+++ Text extract

Object Caching, Redis, and Kubernetes

Mar 15, 2022

The Stateless storage problem - Caching

In the previous article, we looked at how we can store persistent file data in an object-store ( Minio). In session-based systems, it is common to store data between requests. Unfortunately, in microservice architectures, we can't depend on subsequent requests being processed by the same instance. Hence, we need an alternative approach. In this article, we look at storing data in an external object-cache, specifically, Redis.

What is a cache?

A cache is a hardware or software component that stores data so that future requests for that data can be served faster; the data stored in a cache might be the result of an earlier computation or a copy of data stored elsewhere.

Cache- Wikipedia

With caching, we expand our focus beyond simply persisting data to performance. Specifically, our focus is on reducing the performance impact of reading and writing data to a database on our application.

++++++

## [Written task A]
Please retype the listing below, beginning at the line that contains "the camera lens;" and stopping after its final line.

+++ Information given

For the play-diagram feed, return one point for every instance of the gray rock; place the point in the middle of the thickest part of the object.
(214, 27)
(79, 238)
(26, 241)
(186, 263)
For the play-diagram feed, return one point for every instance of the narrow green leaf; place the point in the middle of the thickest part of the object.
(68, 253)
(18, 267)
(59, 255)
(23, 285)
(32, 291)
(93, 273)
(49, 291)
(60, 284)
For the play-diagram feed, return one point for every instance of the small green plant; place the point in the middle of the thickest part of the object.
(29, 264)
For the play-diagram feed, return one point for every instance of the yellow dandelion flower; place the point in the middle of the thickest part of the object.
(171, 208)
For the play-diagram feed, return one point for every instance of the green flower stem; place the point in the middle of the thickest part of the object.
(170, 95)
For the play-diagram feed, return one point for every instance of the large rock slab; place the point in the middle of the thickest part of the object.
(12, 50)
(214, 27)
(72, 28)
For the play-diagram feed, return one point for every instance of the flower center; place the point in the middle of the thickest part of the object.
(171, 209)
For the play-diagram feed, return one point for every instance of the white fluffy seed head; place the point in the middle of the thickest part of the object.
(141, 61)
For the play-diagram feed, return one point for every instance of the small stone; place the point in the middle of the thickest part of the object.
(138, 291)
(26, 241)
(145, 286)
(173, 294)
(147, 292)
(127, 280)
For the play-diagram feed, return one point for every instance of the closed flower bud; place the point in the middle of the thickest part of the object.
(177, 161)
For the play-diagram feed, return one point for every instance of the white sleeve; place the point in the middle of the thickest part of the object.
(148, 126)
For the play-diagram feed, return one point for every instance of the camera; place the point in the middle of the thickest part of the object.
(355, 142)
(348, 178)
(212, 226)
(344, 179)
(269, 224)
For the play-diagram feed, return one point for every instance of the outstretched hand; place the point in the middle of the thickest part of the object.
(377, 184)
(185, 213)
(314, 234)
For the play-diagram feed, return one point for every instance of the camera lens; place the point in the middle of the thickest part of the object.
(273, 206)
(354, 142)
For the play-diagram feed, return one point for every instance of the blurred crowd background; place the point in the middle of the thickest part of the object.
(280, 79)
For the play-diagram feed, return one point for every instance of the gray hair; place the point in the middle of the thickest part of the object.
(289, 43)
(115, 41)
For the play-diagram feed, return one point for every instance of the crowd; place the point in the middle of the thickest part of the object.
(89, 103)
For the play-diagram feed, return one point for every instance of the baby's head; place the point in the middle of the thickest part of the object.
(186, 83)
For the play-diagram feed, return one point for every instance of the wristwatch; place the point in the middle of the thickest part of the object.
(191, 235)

++++++

## [Written task B]
Echo the whole article on Redis caching in Kubernetes, word for word.

## [Exercise response A]
For the play-diagram feed, return one point for every instance of the camera lens; place the point in the middle of the thickest part of the object.
(273, 206)
(354, 142)
For the play-diagram feed, return one point for every instance of the blurred crowd background; place the point in the middle of the thickest part of the object.
(280, 79)
For the play-diagram feed, return one point for every instance of the gray hair; place the point in the middle of the thickest part of the object.
(289, 43)
(115, 41)
For the play-diagram feed, return one point for every instance of the crowd; place the point in the middle of the thickest part of the object.
(89, 103)
For the play-diagram feed, return one point for every instance of the baby's head; place the point in the middle of the thickest part of the object.
(186, 83)
For the play-diagram feed, return one point for every instance of the wristwatch; place the point in the middle of the thickest part of the object.
(191, 235)

## [Exercise response B]
Object Caching, Redis, and Kubernetes

Mar 15, 2022

The Stateless storage problem - Caching

In the previous article, we looked at how we can store persistent file data in an object-store ( Minio). In session-based systems, it is common to store data between requests. Unfortunately, in microservice architectures, we can't depend on subsequent requests being processed by the same instance. Hence, we need an alternative approach. In this article, we look at storing data in an external object-cache, specifically, Redis.

What is a cache?

A cache is a hardware or software component that stores data so that future requests for that data can be served faster; the data stored in a cache might be the result of an earlier computation or a copy of data stored elsewhere.

Cache- Wikipedia

With caching, we expand our focus beyond simply persisting data to performance. Specifically, our focus is on reducing the performance impact of reading and writing data to a database on our application.